According to an Arizona State University (ASU) announcement, Charlene and J. Orin Edson will donate a gift of $50 million to the school: $25 million to the university’s College of Nursing and Health Innovation and $25 million to the Biodesign Institute.
The Edson’s donation is one of the largest received in ASU history. The donation to the institute will support the research and education on causes and care of dementia.
The nursing college will be renamed the Edson College of Nursing and Health Innovation. A new center will be named the Grace Center for Innovation in Nursing Education, named in honor of Charlene’s mother, who was a nurse, according to AZ Central.
“This is a tremendous $50 million investment in a really important area where we can be of greater service to the public,” Crow told The Republic.
Since their first donation in 2003, the Edsons have given over $65 million to the Arizona State, said chief executive officer of the ASU Foundation Gretchen Buhlig.
“We believe in ASU’s interdisciplinary, collaborative approach to finding solutions,” the Edsons said in a statement. “We look forward to new discoveries and solutions to better the quality of life for people affected by brain disease and the heartache of those that love them.”

**Required action:** Transcribe without alteration the passage of the article on the Edson donation to Arizona State University that opens with the words "The Edson’s donation" and closes with "told The Republic.".

**Source data:**
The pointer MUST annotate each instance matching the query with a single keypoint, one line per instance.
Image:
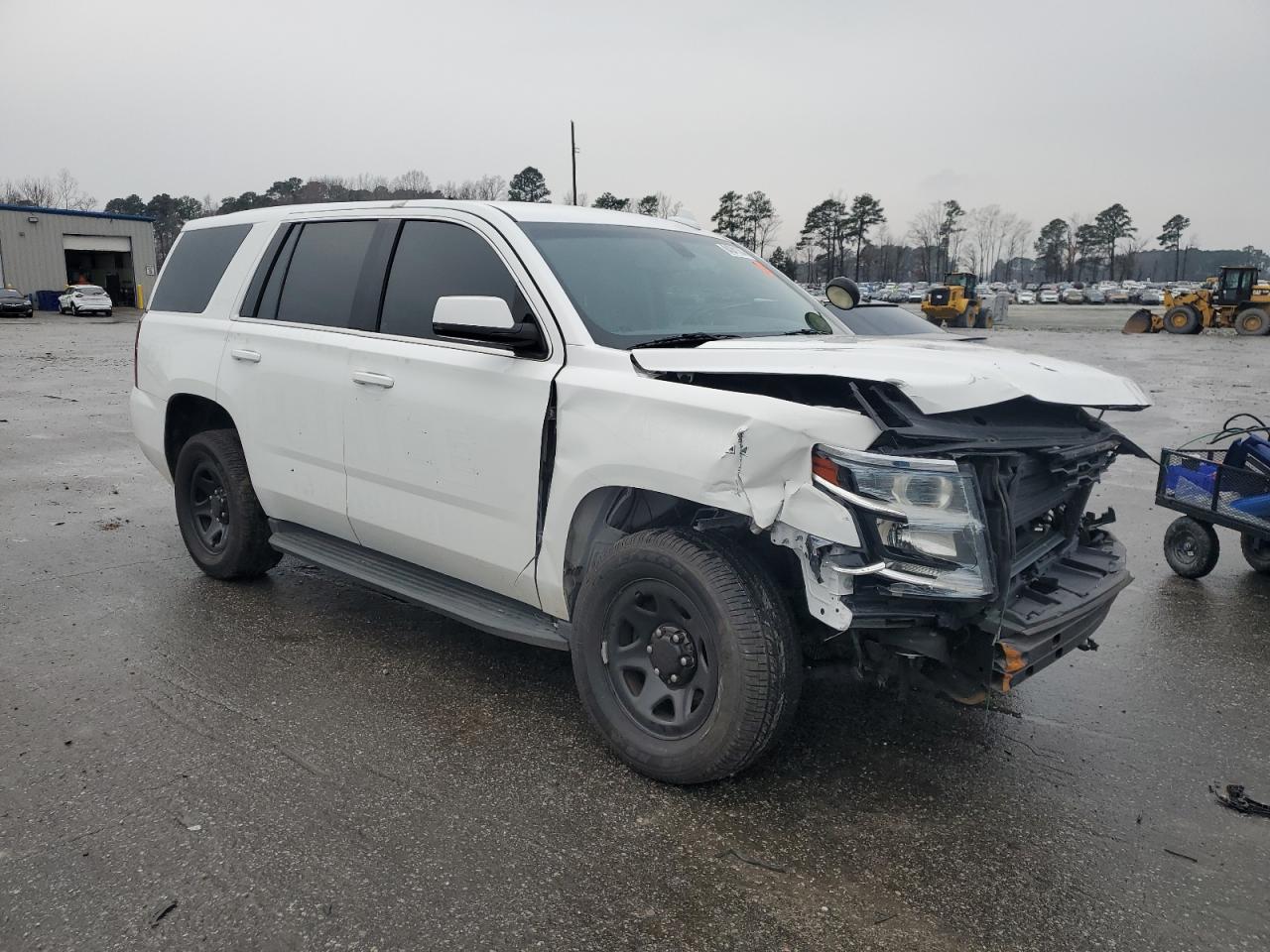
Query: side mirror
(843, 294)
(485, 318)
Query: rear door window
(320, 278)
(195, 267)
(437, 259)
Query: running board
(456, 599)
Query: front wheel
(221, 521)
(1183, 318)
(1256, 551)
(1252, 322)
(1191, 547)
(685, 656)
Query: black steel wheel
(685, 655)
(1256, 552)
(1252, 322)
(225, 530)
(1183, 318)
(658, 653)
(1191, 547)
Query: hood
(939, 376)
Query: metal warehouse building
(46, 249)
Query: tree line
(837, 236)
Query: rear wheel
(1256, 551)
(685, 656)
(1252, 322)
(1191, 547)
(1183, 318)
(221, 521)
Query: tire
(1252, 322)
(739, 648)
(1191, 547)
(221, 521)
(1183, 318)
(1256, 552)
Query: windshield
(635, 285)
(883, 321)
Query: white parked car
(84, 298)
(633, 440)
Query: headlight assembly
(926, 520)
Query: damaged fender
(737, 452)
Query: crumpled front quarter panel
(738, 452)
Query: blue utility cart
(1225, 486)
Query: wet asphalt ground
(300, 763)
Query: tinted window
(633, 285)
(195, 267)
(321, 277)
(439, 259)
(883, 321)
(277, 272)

**Answer:**
The Edson’s donation is one of the largest received in ASU history. The donation to the institute will support the research and education on causes and care of dementia.
The nursing college will be renamed the Edson College of Nursing and Health Innovation. A new center will be named the Grace Center for Innovation in Nursing Education, named in honor of Charlene’s mother, who was a nurse, according to AZ Central.
“This is a tremendous $50 million investment in a really important area where we can be of greater service to the public,” Crow told The Republic.